## Your task:
Change every occurrence of "in this shot" in the lines below to "in this photograph", keeping all other text intact, and leave the pictures out of your answer.

## Data in this exercise:
-------------------------

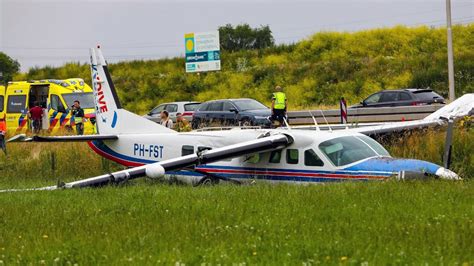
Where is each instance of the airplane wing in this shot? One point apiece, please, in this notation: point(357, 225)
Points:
point(463, 106)
point(24, 138)
point(155, 170)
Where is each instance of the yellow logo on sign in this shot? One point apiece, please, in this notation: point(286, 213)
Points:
point(189, 45)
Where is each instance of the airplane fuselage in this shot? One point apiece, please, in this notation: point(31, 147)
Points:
point(291, 164)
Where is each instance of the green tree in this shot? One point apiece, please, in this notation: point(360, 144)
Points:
point(8, 67)
point(243, 37)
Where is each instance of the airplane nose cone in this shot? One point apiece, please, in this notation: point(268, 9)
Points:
point(444, 173)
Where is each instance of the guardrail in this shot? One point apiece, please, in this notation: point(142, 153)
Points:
point(363, 115)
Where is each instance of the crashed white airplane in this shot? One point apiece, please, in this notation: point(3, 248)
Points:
point(277, 155)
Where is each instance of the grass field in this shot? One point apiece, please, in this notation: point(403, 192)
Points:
point(148, 223)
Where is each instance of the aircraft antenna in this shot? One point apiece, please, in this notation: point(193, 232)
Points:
point(314, 120)
point(330, 129)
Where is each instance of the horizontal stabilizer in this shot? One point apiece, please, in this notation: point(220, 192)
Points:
point(24, 138)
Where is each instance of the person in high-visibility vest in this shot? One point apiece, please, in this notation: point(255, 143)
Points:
point(3, 132)
point(279, 105)
point(78, 114)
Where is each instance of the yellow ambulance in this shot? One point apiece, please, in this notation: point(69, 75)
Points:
point(2, 108)
point(55, 96)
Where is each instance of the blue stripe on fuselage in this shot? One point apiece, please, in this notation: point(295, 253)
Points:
point(395, 165)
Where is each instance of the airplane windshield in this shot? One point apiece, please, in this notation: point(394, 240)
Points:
point(85, 98)
point(346, 150)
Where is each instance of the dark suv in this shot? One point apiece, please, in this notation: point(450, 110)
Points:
point(232, 112)
point(404, 97)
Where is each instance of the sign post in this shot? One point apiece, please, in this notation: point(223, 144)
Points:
point(202, 51)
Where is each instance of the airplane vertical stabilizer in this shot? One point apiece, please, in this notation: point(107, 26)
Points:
point(111, 117)
point(462, 106)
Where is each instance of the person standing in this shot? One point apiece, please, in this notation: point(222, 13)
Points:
point(3, 133)
point(279, 105)
point(182, 125)
point(165, 120)
point(78, 114)
point(36, 115)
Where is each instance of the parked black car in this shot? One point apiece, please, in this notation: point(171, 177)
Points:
point(232, 112)
point(404, 97)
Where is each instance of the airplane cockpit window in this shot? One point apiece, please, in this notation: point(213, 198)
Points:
point(312, 159)
point(375, 145)
point(187, 150)
point(292, 156)
point(346, 150)
point(275, 157)
point(253, 158)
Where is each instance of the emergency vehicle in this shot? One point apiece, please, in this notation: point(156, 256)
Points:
point(56, 96)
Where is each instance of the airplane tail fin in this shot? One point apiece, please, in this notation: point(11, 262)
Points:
point(462, 106)
point(110, 116)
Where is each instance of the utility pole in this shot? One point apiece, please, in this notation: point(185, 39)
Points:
point(450, 51)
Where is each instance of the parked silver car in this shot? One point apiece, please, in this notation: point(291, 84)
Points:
point(186, 108)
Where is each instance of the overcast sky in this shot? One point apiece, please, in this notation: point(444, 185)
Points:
point(39, 32)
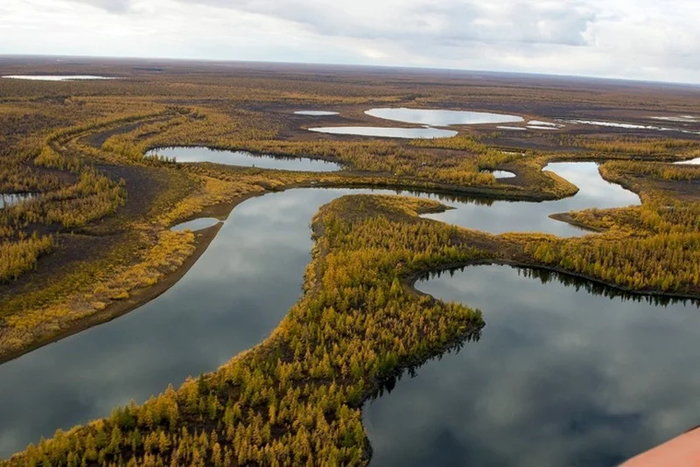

-------------------------

## Response:
Where is each instance of the airplane wing in this photograph? One point apiece, please, in this notation: point(357, 225)
Points:
point(463, 106)
point(24, 138)
point(155, 170)
Where is each instance of the yellow logo on sign in this photograph? One point apiece, please, in this notation: point(286, 213)
Points:
point(189, 45)
Where is each instance of the airplane fuselage in this photograph? One point apiece, please, in this notation: point(31, 147)
Points:
point(291, 164)
Where is each instance of the green tree in this photograph? One point apiece, please, in this notation: point(360, 144)
Points:
point(8, 67)
point(243, 37)
Where is each instance of the airplane nose cone in this photograph? One point apiece, please, in this notation: point(268, 9)
Points:
point(444, 173)
Where is each instance of the guardrail in this photograph? One point apiece, please, in this notation: point(142, 153)
Points:
point(363, 115)
Where is each instance of the crashed white airplane in this photograph? One point apiece, please, in this notation: point(3, 248)
Points:
point(277, 155)
Where is each instance of the grass field in this photograph? One point apiece, please, in this notation: point(403, 192)
Points:
point(148, 223)
Where is each instance of the aircraft antenna in this photograph? One point apiece, please, in this notation: point(193, 232)
Points:
point(314, 120)
point(330, 129)
Where is each instance of the horizontal stabilizer in this photograph? One point apiece, please, in this notation: point(220, 192)
Points:
point(24, 138)
Where is each instance of the person in high-visibility vest in this photograph? One point apiece, please, in this notation: point(255, 143)
Points:
point(3, 132)
point(279, 105)
point(78, 114)
Where is each instance of the yellow ambulance in this photograph? One point apiece, please, in this notation: point(69, 75)
Points:
point(2, 108)
point(55, 96)
Where is each instance of the blue stripe on fuselage in this photograph? One point apiece, please, in this notation: point(295, 253)
Points:
point(395, 165)
Where is each instance of the airplane windshield in this photograph? One point apiece, please, in this notation: point(394, 240)
Points:
point(85, 98)
point(346, 150)
Where is each instance of the dark suv in this photograph? One point apiece, please, in this notation: point(450, 110)
Points:
point(232, 112)
point(404, 97)
Where is each instance of the sign post in this photograph? One point apiece, please, in this notation: point(223, 144)
Points:
point(202, 51)
Where is each instance of the airplane vertical stabilizer in this photograph? One point apiece, please, in this notation: point(107, 26)
Points:
point(111, 117)
point(462, 106)
Where is each instance of the person standing in this photograph? One point apiece, please, in this notation: point(222, 13)
Points:
point(3, 133)
point(279, 105)
point(182, 125)
point(165, 120)
point(78, 114)
point(36, 115)
Where is each instance of the parked black car in this photograph? One point apiece, please, in this notation: point(171, 177)
Points:
point(232, 112)
point(404, 97)
Where is each instance of the airplane cockpit window in this photograph? One point apiece, please, in this notation: point(213, 198)
Points:
point(312, 159)
point(375, 145)
point(187, 150)
point(292, 156)
point(346, 150)
point(275, 157)
point(253, 158)
Where is each instance of the emergency vehicle in this photograph? One point apiece, please, in this notation: point(156, 256)
Points:
point(56, 96)
Where is each instance of the airplane tail fin in this photograph? One point apiece, please, in this notation: point(11, 262)
Points:
point(462, 106)
point(110, 116)
Where is each instance of the utility pole in this photograph? One point apiece, please, in this notation: point(185, 39)
Points:
point(450, 51)
Where is each instance of the parked silver car in this photograph? One point apiece, please, in this notation: point(291, 84)
Points:
point(186, 108)
Where is each instance of the overcast sky in this photograph? One point apiece, please, in this notation: point(444, 185)
Points:
point(39, 32)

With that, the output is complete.